##### DATA FOR THIS EXERCISE #####

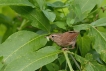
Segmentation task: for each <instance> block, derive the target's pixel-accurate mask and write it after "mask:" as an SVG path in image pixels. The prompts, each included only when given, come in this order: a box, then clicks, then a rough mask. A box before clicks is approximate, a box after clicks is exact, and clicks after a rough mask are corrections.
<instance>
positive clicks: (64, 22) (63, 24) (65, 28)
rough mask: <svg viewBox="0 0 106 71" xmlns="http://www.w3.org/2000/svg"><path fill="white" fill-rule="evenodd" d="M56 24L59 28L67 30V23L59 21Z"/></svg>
mask: <svg viewBox="0 0 106 71" xmlns="http://www.w3.org/2000/svg"><path fill="white" fill-rule="evenodd" d="M54 24H55V25H57V26H58V27H59V28H62V29H66V23H65V22H61V21H57V22H54Z"/></svg>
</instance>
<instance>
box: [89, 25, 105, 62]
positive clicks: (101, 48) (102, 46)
mask: <svg viewBox="0 0 106 71" xmlns="http://www.w3.org/2000/svg"><path fill="white" fill-rule="evenodd" d="M90 34H91V36H94V38H95V41H94V44H93V48H94V49H95V50H96V51H97V52H98V53H99V54H100V56H101V58H102V59H103V61H104V62H106V32H101V31H99V30H98V29H96V28H95V27H94V26H90Z"/></svg>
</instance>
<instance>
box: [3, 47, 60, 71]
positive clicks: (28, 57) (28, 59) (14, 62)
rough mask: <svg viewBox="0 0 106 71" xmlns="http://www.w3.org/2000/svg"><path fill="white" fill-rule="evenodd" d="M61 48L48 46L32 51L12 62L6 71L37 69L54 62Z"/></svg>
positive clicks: (15, 70)
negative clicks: (51, 62) (57, 48)
mask: <svg viewBox="0 0 106 71" xmlns="http://www.w3.org/2000/svg"><path fill="white" fill-rule="evenodd" d="M58 53H60V51H59V50H57V49H56V48H55V47H52V46H47V47H45V48H42V49H40V50H38V51H36V52H30V53H27V54H25V55H23V56H22V57H19V58H18V59H16V60H14V61H13V62H11V63H10V64H9V65H8V66H7V67H6V68H5V70H4V71H35V70H36V69H38V68H40V67H42V66H44V65H46V64H48V63H50V62H53V61H54V60H55V59H56V58H57V57H58Z"/></svg>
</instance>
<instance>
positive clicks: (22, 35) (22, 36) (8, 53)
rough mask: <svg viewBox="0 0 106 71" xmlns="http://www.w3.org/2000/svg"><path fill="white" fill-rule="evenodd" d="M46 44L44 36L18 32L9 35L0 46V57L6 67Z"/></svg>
mask: <svg viewBox="0 0 106 71" xmlns="http://www.w3.org/2000/svg"><path fill="white" fill-rule="evenodd" d="M46 42H47V39H46V38H45V37H44V35H38V34H36V33H34V32H30V31H19V32H17V33H14V34H13V35H11V36H10V37H9V38H8V39H7V40H6V41H5V42H4V43H2V44H1V45H0V56H3V57H4V58H3V61H4V63H5V64H6V65H8V64H9V63H11V62H12V61H14V60H16V59H17V58H20V57H22V56H23V55H26V54H27V53H28V52H32V51H36V50H38V49H39V48H41V47H43V46H44V45H45V44H46Z"/></svg>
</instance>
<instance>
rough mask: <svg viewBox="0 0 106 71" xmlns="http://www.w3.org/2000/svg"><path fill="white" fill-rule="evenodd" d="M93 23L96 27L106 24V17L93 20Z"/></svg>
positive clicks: (94, 25)
mask: <svg viewBox="0 0 106 71" xmlns="http://www.w3.org/2000/svg"><path fill="white" fill-rule="evenodd" d="M91 25H92V26H95V27H98V26H106V17H104V18H100V19H99V20H97V21H95V22H92V23H91Z"/></svg>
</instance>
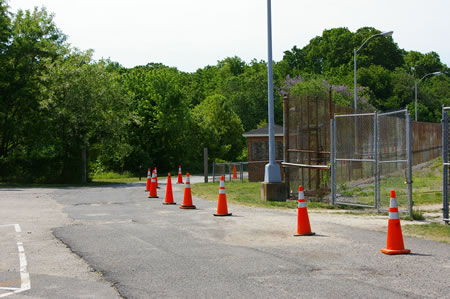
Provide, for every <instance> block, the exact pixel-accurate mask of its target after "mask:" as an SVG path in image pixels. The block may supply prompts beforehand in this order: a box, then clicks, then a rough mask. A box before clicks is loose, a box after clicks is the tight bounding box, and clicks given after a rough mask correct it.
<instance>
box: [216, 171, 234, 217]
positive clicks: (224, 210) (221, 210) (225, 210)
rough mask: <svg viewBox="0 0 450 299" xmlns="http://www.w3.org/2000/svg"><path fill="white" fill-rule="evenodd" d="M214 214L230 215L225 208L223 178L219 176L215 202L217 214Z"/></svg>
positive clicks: (226, 201) (225, 208) (224, 185)
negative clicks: (218, 192)
mask: <svg viewBox="0 0 450 299" xmlns="http://www.w3.org/2000/svg"><path fill="white" fill-rule="evenodd" d="M214 216H231V213H228V208H227V194H226V193H225V178H224V177H223V176H221V177H220V187H219V200H218V202H217V214H214Z"/></svg>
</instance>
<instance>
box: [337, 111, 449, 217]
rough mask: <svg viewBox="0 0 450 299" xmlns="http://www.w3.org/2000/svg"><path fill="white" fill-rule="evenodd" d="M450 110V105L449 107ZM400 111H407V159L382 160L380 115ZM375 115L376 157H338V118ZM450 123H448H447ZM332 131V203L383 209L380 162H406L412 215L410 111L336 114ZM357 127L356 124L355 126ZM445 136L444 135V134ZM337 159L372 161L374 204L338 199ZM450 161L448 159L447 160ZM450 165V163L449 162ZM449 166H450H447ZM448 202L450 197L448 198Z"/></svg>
mask: <svg viewBox="0 0 450 299" xmlns="http://www.w3.org/2000/svg"><path fill="white" fill-rule="evenodd" d="M448 109H449V110H450V107H448ZM399 113H405V119H406V132H405V135H406V136H405V137H406V138H405V139H406V148H405V150H406V160H383V161H381V160H380V148H379V142H380V140H379V136H380V134H379V120H380V117H383V116H387V115H392V114H399ZM371 115H373V134H374V136H373V138H374V140H373V153H374V157H373V159H342V158H340V157H336V140H337V131H336V130H337V128H336V119H337V118H345V117H347V118H349V117H361V116H371ZM447 125H448V123H447ZM330 127H331V128H330V132H331V155H330V158H331V159H330V160H331V167H330V168H331V204H332V205H336V204H341V205H350V206H359V207H366V208H376V209H377V210H378V211H381V210H382V209H381V199H380V194H381V172H380V171H379V170H380V164H383V163H402V162H403V163H406V164H407V166H406V184H407V185H408V186H407V189H408V214H409V215H410V216H411V215H412V207H413V200H412V183H413V182H412V146H411V144H412V135H411V134H412V130H411V115H410V114H409V113H408V110H407V109H403V110H397V111H392V112H385V113H377V112H373V113H359V114H358V113H355V114H343V115H337V114H335V115H334V118H333V119H332V120H331V123H330ZM355 128H356V126H355ZM443 136H444V135H443ZM356 138H357V135H356V134H355V141H354V142H355V144H356V143H357V140H356ZM337 161H352V162H372V163H373V167H374V175H373V177H374V199H373V205H368V204H367V205H365V204H358V203H352V202H344V201H337V200H336V198H337V188H336V179H337V177H336V166H337V163H336V162H337ZM447 162H448V161H447ZM447 164H448V165H450V163H447ZM447 167H448V166H447ZM447 203H448V199H447ZM447 218H448V204H447Z"/></svg>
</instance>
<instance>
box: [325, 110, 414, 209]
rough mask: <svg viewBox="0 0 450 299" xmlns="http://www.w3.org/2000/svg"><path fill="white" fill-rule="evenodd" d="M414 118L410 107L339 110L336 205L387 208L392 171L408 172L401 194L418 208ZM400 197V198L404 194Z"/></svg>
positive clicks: (333, 193)
mask: <svg viewBox="0 0 450 299" xmlns="http://www.w3.org/2000/svg"><path fill="white" fill-rule="evenodd" d="M410 127H411V122H410V116H409V114H408V113H407V111H406V110H400V111H394V112H388V113H376V112H375V113H363V114H346V115H335V116H334V119H333V121H332V123H331V132H332V142H331V193H332V204H334V205H335V204H343V205H352V206H360V207H369V208H377V209H378V210H384V209H387V208H388V207H389V193H388V194H387V198H385V197H386V195H385V193H386V190H384V189H382V188H381V187H382V186H383V185H386V181H389V179H392V176H399V175H403V172H404V176H405V181H406V186H405V187H406V188H405V190H396V191H397V194H398V195H397V199H398V201H399V202H401V203H403V206H407V207H408V212H409V213H410V214H411V213H412V187H411V186H412V185H411V183H412V181H411V177H412V175H411V161H412V156H411V130H410ZM399 197H400V198H399Z"/></svg>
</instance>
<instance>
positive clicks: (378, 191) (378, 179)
mask: <svg viewBox="0 0 450 299" xmlns="http://www.w3.org/2000/svg"><path fill="white" fill-rule="evenodd" d="M373 117H374V120H373V152H374V155H375V163H374V164H375V175H374V208H377V209H378V211H379V210H380V208H381V202H380V193H381V190H380V174H379V172H378V161H379V159H380V153H379V148H378V141H379V140H378V136H379V135H378V113H377V112H376V111H375V114H374V116H373Z"/></svg>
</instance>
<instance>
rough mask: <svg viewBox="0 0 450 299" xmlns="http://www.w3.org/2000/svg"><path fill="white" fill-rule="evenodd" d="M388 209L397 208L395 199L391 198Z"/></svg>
mask: <svg viewBox="0 0 450 299" xmlns="http://www.w3.org/2000/svg"><path fill="white" fill-rule="evenodd" d="M389 207H390V208H397V207H398V205H397V198H394V197H391V202H390V205H389Z"/></svg>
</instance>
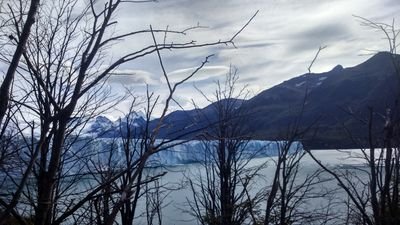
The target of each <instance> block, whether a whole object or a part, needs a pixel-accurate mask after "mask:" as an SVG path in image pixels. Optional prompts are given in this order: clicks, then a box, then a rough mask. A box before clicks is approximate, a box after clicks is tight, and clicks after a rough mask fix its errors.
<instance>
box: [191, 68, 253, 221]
mask: <svg viewBox="0 0 400 225" xmlns="http://www.w3.org/2000/svg"><path fill="white" fill-rule="evenodd" d="M237 79H238V75H237V70H236V69H235V68H234V67H230V71H229V73H228V74H227V76H226V80H225V83H222V84H221V83H220V82H217V89H216V91H215V94H214V97H215V101H213V100H212V99H209V98H207V97H206V95H204V94H203V95H204V97H206V98H207V100H208V101H209V102H210V103H211V105H210V106H208V107H209V108H210V110H212V111H213V112H214V113H212V114H210V115H212V116H211V117H212V118H210V117H207V115H201V113H200V115H199V117H200V118H202V119H203V120H206V121H208V122H207V123H208V126H209V127H208V128H206V131H205V132H203V134H202V135H201V136H202V139H203V140H204V144H203V148H204V155H203V156H201V158H200V159H199V160H200V161H201V164H202V167H203V169H204V171H203V172H198V174H195V175H193V174H190V175H188V176H187V178H188V182H189V185H190V189H191V191H192V195H193V196H192V197H193V199H188V200H187V201H188V204H189V207H190V211H189V213H190V214H192V215H193V216H195V218H196V219H197V220H198V221H199V222H200V224H203V225H205V224H208V225H210V224H212V225H216V224H237V225H239V224H250V223H255V222H256V220H257V219H258V218H257V215H256V214H257V212H256V206H257V205H258V203H259V201H260V195H259V193H258V194H254V193H252V192H250V189H251V186H252V184H253V182H254V178H255V177H256V176H257V174H258V171H259V169H260V167H257V168H252V167H251V166H250V165H249V162H250V160H251V159H252V158H254V156H255V155H256V154H257V153H258V152H257V150H255V151H253V152H251V151H248V149H247V144H248V142H249V141H250V139H251V137H249V136H248V135H244V134H245V130H244V128H243V127H242V123H243V121H244V120H245V119H246V113H245V112H244V111H243V110H242V109H243V108H241V105H242V103H243V101H244V100H243V99H239V98H245V97H246V95H247V92H246V89H245V88H243V89H240V90H236V87H235V85H236V83H237ZM260 150H261V149H260ZM194 177H197V178H194Z"/></svg>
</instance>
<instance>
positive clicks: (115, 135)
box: [84, 112, 146, 138]
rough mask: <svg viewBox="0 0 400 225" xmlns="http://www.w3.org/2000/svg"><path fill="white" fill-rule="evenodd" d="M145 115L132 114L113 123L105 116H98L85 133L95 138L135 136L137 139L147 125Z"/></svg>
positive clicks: (108, 137) (91, 122)
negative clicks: (142, 130)
mask: <svg viewBox="0 0 400 225" xmlns="http://www.w3.org/2000/svg"><path fill="white" fill-rule="evenodd" d="M145 118H146V117H145V115H144V113H142V112H131V113H130V114H127V115H126V116H124V117H122V118H121V117H120V118H118V119H117V120H115V121H111V120H110V119H109V118H107V117H105V116H97V117H95V118H93V119H92V120H90V121H89V122H88V124H87V125H86V128H85V130H84V133H85V134H87V135H90V136H94V137H103V138H110V137H119V136H126V135H128V131H129V132H130V133H129V135H133V136H132V137H135V136H137V135H139V133H140V132H141V131H142V129H143V127H144V125H145V124H146V119H145Z"/></svg>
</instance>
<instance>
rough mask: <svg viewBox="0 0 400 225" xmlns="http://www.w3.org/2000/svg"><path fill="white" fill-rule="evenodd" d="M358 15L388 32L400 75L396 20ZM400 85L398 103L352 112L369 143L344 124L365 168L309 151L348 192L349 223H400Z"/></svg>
mask: <svg viewBox="0 0 400 225" xmlns="http://www.w3.org/2000/svg"><path fill="white" fill-rule="evenodd" d="M357 18H358V19H360V20H361V24H362V25H363V26H368V27H370V28H372V29H374V30H378V31H380V32H381V33H382V34H383V35H384V37H385V39H386V40H387V41H388V43H389V53H390V57H391V60H392V63H393V65H392V68H393V70H394V74H392V75H394V76H395V77H397V78H399V75H400V73H399V71H400V70H399V68H400V67H399V62H400V60H399V56H398V55H397V54H396V53H397V50H396V49H397V46H398V45H397V40H398V34H399V31H398V30H397V29H396V27H395V24H394V21H393V23H392V24H385V23H376V22H373V21H370V20H367V19H365V18H361V17H357ZM399 81H400V80H397V82H399ZM399 84H400V83H397V85H396V86H397V91H396V93H394V98H393V101H394V102H392V103H389V104H388V105H387V107H386V112H383V113H382V112H379V109H374V108H373V107H368V110H367V112H368V113H367V114H366V116H365V117H364V116H362V115H361V116H360V115H356V114H355V113H353V112H348V113H349V114H350V115H351V116H353V117H354V118H356V119H357V120H358V121H360V126H362V127H364V128H365V130H366V133H367V135H366V137H367V141H366V142H367V145H365V144H364V142H363V141H362V140H359V139H357V138H355V137H354V136H353V134H352V132H351V131H350V130H348V129H347V128H346V127H344V128H345V130H346V131H347V133H348V135H349V136H350V137H351V138H352V140H353V141H354V142H355V143H356V144H357V145H358V146H360V149H361V150H360V155H359V156H357V158H358V159H361V160H362V162H363V165H364V167H362V168H357V167H354V168H350V169H345V170H341V169H338V168H331V167H328V166H327V165H325V164H323V163H322V162H321V161H319V160H318V158H317V157H316V156H314V155H313V153H312V152H308V153H309V154H310V156H311V157H312V158H313V159H314V160H315V162H316V163H317V164H318V165H319V166H320V167H321V168H322V169H324V170H325V171H326V172H327V173H329V174H330V175H331V176H332V177H333V178H334V179H335V180H336V181H337V183H338V185H339V187H340V188H341V189H342V190H343V191H344V193H345V194H346V195H347V197H348V201H347V204H346V205H347V208H348V211H349V213H348V215H347V218H348V219H347V222H348V223H351V224H368V225H385V224H398V223H399V222H400V217H399V204H400V203H399V181H400V180H399V178H400V176H399V175H400V158H399V157H400V156H399V146H400V145H399V142H398V140H399V127H400V126H399V124H400V123H399V121H400V120H399V119H400V118H399V104H398V101H399V97H400V95H399V92H398V87H399ZM377 131H378V132H377ZM364 146H367V147H364Z"/></svg>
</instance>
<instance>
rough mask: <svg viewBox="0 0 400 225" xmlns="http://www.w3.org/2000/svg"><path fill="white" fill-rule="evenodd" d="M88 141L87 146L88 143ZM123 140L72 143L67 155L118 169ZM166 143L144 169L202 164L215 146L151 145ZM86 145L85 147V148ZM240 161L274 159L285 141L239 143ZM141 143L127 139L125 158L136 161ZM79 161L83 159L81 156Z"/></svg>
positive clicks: (163, 145)
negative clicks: (241, 154) (79, 157)
mask: <svg viewBox="0 0 400 225" xmlns="http://www.w3.org/2000/svg"><path fill="white" fill-rule="evenodd" d="M89 141H90V143H89ZM126 141H127V139H120V138H118V139H112V138H96V139H93V140H80V141H78V142H77V143H74V144H73V145H72V146H73V147H72V148H73V149H74V150H73V151H72V152H73V153H71V154H75V155H76V154H77V152H80V153H81V154H88V155H90V157H91V158H92V161H96V162H98V163H99V164H101V163H104V162H108V163H109V162H110V161H107V160H110V159H111V161H112V162H113V165H114V166H115V167H118V166H122V165H119V164H123V163H124V159H125V157H126V152H125V151H124V147H126ZM163 142H166V144H163V145H162V147H161V148H160V149H161V150H160V151H158V152H157V153H155V154H153V155H151V156H150V157H149V159H148V160H147V164H146V166H148V167H157V166H175V165H183V164H190V163H201V162H204V159H205V155H207V154H213V153H212V152H213V149H215V148H213V147H212V146H215V145H216V144H217V142H216V141H200V140H190V141H187V140H174V141H169V140H165V139H158V140H156V141H155V143H154V145H155V146H157V145H160V144H161V143H163ZM88 143H89V144H88ZM241 144H242V146H241V150H240V151H241V154H242V156H241V157H242V158H241V159H249V158H260V157H268V156H276V155H277V154H278V151H279V149H281V148H282V146H284V145H286V144H287V142H286V141H264V140H250V141H243V142H241ZM144 146H145V143H144V140H141V139H130V150H129V154H132V157H133V158H134V159H137V158H138V157H139V156H140V155H141V153H143V151H144V150H143V149H144V148H145V147H144ZM302 148H303V146H302V144H301V142H293V143H292V144H291V146H290V148H289V153H293V152H296V151H299V150H300V151H301V150H302ZM214 154H215V153H214ZM81 157H82V158H83V156H81Z"/></svg>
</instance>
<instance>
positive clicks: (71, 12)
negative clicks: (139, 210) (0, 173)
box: [1, 0, 254, 225]
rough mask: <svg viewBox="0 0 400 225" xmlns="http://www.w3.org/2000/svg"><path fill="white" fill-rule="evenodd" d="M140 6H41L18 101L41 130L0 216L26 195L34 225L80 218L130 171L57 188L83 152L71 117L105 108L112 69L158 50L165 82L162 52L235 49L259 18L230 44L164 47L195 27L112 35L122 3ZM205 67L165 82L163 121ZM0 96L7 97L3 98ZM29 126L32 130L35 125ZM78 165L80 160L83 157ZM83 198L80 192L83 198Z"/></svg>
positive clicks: (175, 42) (35, 26) (159, 125)
mask: <svg viewBox="0 0 400 225" xmlns="http://www.w3.org/2000/svg"><path fill="white" fill-rule="evenodd" d="M35 2H37V1H35ZM136 2H140V1H123V0H110V1H106V2H105V4H104V7H100V8H99V7H97V6H98V5H96V4H101V3H97V1H88V2H87V5H85V6H84V7H78V6H77V4H78V1H77V0H67V1H62V0H60V1H44V2H43V3H42V4H41V5H40V8H39V9H38V16H37V21H36V23H35V24H33V25H30V26H31V27H32V34H31V35H30V36H29V38H28V39H27V40H25V43H27V46H26V47H25V51H21V52H20V53H18V54H20V55H21V56H22V57H23V63H22V64H23V65H22V68H21V74H23V76H21V79H22V81H21V87H22V88H21V90H19V91H20V92H23V93H24V96H27V99H26V101H15V102H16V103H18V104H19V105H21V107H23V108H24V110H25V111H24V112H26V111H27V112H28V113H30V114H32V115H34V117H35V118H37V119H38V120H39V121H40V122H39V124H40V125H39V127H40V130H39V131H37V130H36V131H35V132H34V133H33V134H32V137H33V138H32V140H34V143H33V144H32V145H30V146H27V151H28V153H27V155H28V156H29V159H30V160H29V162H28V163H27V164H26V166H25V167H24V172H23V173H22V174H21V175H22V180H21V181H20V182H19V183H18V185H17V187H16V189H17V191H15V192H14V193H13V194H12V199H11V201H9V202H7V201H2V204H3V206H4V208H5V209H6V210H5V212H4V213H3V215H2V217H3V216H7V215H8V214H9V213H10V212H12V213H13V214H15V215H17V214H18V211H17V210H16V206H17V204H18V203H20V198H21V194H22V193H23V192H24V197H25V198H26V199H27V200H28V203H29V204H31V205H32V208H33V209H34V213H32V214H34V215H33V217H34V222H35V224H36V225H44V224H61V223H62V222H64V221H66V220H68V219H69V218H70V217H74V216H76V213H77V212H78V211H79V210H80V209H81V208H82V206H83V205H85V204H86V203H87V202H89V201H91V200H92V199H93V197H94V196H95V195H97V194H98V193H100V192H101V191H102V190H103V189H104V188H105V187H107V185H108V184H110V183H111V182H113V181H115V180H117V179H118V178H120V177H122V176H123V174H126V172H127V170H129V169H131V168H126V170H125V171H121V172H119V173H117V174H116V175H113V176H112V178H110V179H108V180H107V182H105V183H104V182H103V183H101V184H99V185H98V186H96V187H91V189H87V190H77V189H76V185H77V183H76V182H72V183H68V182H67V183H68V184H69V187H67V189H69V190H76V192H75V193H74V194H73V193H72V192H68V193H69V194H68V195H66V194H65V193H67V192H66V190H67V189H60V186H63V185H64V187H65V183H63V182H65V181H66V177H68V176H66V175H67V172H68V171H70V168H68V167H67V165H66V162H67V161H68V160H69V161H70V163H69V165H75V164H76V161H74V160H73V159H74V158H75V159H76V158H77V157H78V154H76V152H74V151H72V150H71V146H72V145H73V142H74V140H76V138H77V137H78V136H79V126H80V125H82V123H83V124H84V123H85V122H82V121H81V120H75V119H74V118H77V117H90V116H91V115H94V114H95V112H98V111H99V109H100V110H101V107H103V106H101V104H102V103H103V102H102V101H103V100H104V97H105V95H103V94H102V93H103V90H104V89H103V84H104V83H103V82H104V81H105V79H106V78H107V77H108V76H109V74H110V72H112V71H113V70H115V69H117V68H118V66H120V65H121V64H124V63H126V62H129V61H133V60H136V59H138V58H141V57H143V56H146V55H149V54H152V53H155V54H157V55H158V56H159V59H160V60H159V63H160V64H161V66H162V69H163V73H164V76H165V78H166V79H168V76H167V74H166V73H165V69H164V67H163V63H162V60H161V55H160V52H161V51H162V50H174V49H191V48H199V47H207V46H213V45H220V44H233V43H234V40H235V38H236V37H237V36H238V35H239V33H240V32H241V31H242V30H243V29H244V28H245V27H246V26H247V25H248V24H249V22H250V21H251V19H252V18H253V17H254V16H253V17H252V18H251V19H250V20H249V21H248V23H246V24H245V25H244V27H242V29H240V30H239V31H238V32H236V33H235V34H233V36H232V37H231V38H229V39H227V40H225V41H221V40H218V41H215V42H208V43H200V44H197V43H196V42H194V41H190V42H184V43H177V42H167V41H168V39H167V38H166V37H167V35H170V34H175V35H184V34H185V33H186V32H188V31H189V30H190V29H189V30H184V31H173V30H165V29H162V30H157V29H152V28H151V27H150V29H147V30H137V31H133V32H129V33H125V34H113V33H112V32H110V28H111V27H112V26H113V25H114V24H115V22H116V21H114V19H115V15H116V11H117V9H118V8H119V7H120V6H121V4H131V3H136ZM35 6H37V5H35ZM32 11H35V10H32ZM32 14H34V12H33V13H32ZM14 26H15V29H16V30H17V31H18V27H19V21H18V20H16V21H14ZM82 30H84V32H82ZM146 33H147V34H149V38H151V39H152V40H153V44H150V45H148V46H143V48H141V49H138V50H132V52H131V53H128V54H126V55H123V56H122V57H120V58H118V59H116V60H111V59H110V63H109V64H108V66H107V67H106V68H101V69H100V65H101V64H103V62H104V61H106V59H108V58H109V57H107V51H106V50H107V48H108V47H109V46H110V45H112V44H116V43H118V42H119V41H120V40H121V39H124V38H127V37H131V36H135V35H139V34H146ZM156 34H161V35H164V37H163V40H164V42H162V43H159V42H157V41H156ZM15 36H16V39H17V40H23V39H24V38H26V37H25V36H24V33H23V32H22V33H21V32H16V33H15ZM21 43H22V42H21ZM207 62H208V61H207V60H206V61H204V62H203V63H202V65H201V66H200V67H199V68H198V69H197V70H196V71H195V72H194V73H193V74H191V75H190V76H188V77H187V78H186V79H184V80H182V81H181V82H178V83H177V84H175V85H172V84H170V83H169V82H168V87H169V90H170V95H169V97H168V99H169V100H168V101H167V104H166V107H165V110H164V111H163V113H162V117H164V116H165V115H166V113H167V110H168V104H169V102H170V100H171V98H172V97H171V96H172V94H173V92H174V91H175V90H176V88H177V87H178V86H179V85H180V84H181V83H183V82H185V81H186V80H187V79H189V78H190V77H191V76H193V75H194V74H195V73H196V72H197V71H198V70H200V69H201V68H202V67H203V66H204V65H205V64H206V63H207ZM10 68H11V67H10ZM10 71H12V70H10ZM5 86H7V85H5ZM5 89H8V88H5ZM1 96H2V97H4V95H1ZM7 96H8V95H7ZM4 102H5V104H6V105H7V104H8V103H7V102H6V101H2V104H3V103H4ZM2 109H3V108H2ZM161 126H162V120H160V122H159V125H158V126H156V127H155V128H154V130H153V132H154V133H155V134H157V133H158V132H159V130H160V128H161ZM31 128H32V130H34V129H33V128H34V127H33V126H32V125H31ZM77 131H78V132H77ZM74 132H75V133H74ZM76 133H77V134H76ZM74 137H75V138H74ZM155 137H156V135H155V136H152V137H151V138H150V140H151V141H152V143H153V144H149V145H148V147H149V148H150V149H149V151H146V152H145V153H144V155H143V157H141V158H140V160H139V162H138V168H139V170H137V171H136V172H134V174H133V176H134V177H136V176H138V174H139V172H138V171H141V168H143V167H144V165H145V164H146V160H147V159H148V158H149V156H150V155H151V154H153V153H154V152H157V151H158V150H159V148H158V149H157V148H156V147H155V145H154V140H155ZM81 157H83V156H79V158H81ZM71 160H72V161H71ZM79 162H83V160H81V161H79ZM31 174H32V176H33V178H34V181H35V182H34V183H35V185H34V186H33V187H32V186H30V185H27V180H28V177H29V176H31ZM74 180H75V181H76V180H77V179H74ZM132 185H134V184H133V183H131V182H130V183H129V185H128V186H127V187H126V190H125V189H124V190H123V191H122V193H121V196H120V199H119V201H117V202H116V203H115V205H116V206H115V207H114V208H113V211H112V213H111V215H112V216H111V217H110V219H108V220H107V221H106V224H111V223H112V222H113V220H112V219H113V218H115V216H114V215H115V214H116V212H117V211H118V210H119V209H120V205H122V204H123V203H124V202H125V198H126V197H127V195H126V193H127V192H128V191H129V187H131V186H132ZM79 193H81V194H80V195H79ZM71 196H75V198H69V199H68V197H71ZM128 196H129V195H128ZM61 201H65V203H63V204H60V202H61ZM29 216H31V215H29Z"/></svg>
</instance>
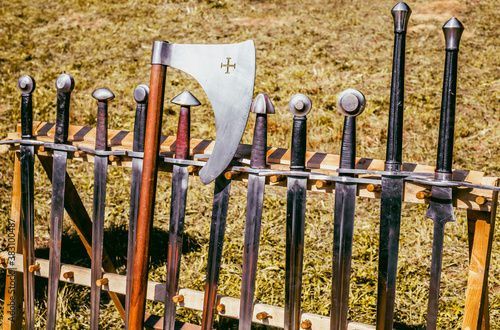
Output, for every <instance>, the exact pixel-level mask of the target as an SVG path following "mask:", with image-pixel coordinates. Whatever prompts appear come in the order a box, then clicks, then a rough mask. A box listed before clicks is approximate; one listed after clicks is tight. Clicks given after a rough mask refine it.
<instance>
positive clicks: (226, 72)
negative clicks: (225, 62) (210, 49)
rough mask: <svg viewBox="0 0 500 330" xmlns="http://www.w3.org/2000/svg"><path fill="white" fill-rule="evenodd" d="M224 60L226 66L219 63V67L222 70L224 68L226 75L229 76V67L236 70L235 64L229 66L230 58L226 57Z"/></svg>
mask: <svg viewBox="0 0 500 330" xmlns="http://www.w3.org/2000/svg"><path fill="white" fill-rule="evenodd" d="M226 59H227V64H222V63H221V64H220V67H221V68H224V67H225V68H227V70H226V74H229V73H230V72H229V68H230V67H231V68H233V69H236V63H235V64H229V61H231V58H230V57H226Z"/></svg>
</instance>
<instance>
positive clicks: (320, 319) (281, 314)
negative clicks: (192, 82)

#####

EXERCISE DIRECTIONS> When a line of the material holds the string "come", copy that line.

EXERCISE RESULT>
Segmentation task: for each <instance> block, derive the target's pixel-accurate mask and write it after "mask:" as an SVG path in image pixels. The prompts, each included only when given, come in this order: a box, then clicks, then a rough mask. A box before clicks is approximate, a box after clicks is exact, and clicks after a rough mask are corrections.
Output, for every <instance>, the exact pixel-level mask of the target as an SVG path following "mask:", with image-pixel coordinates. Whatever prompts appear come in the order a box, then clicks, then a rough mask. A box listed before clicks is approximate; one listed after clicks is tight. Clicks given after a rough mask refine it.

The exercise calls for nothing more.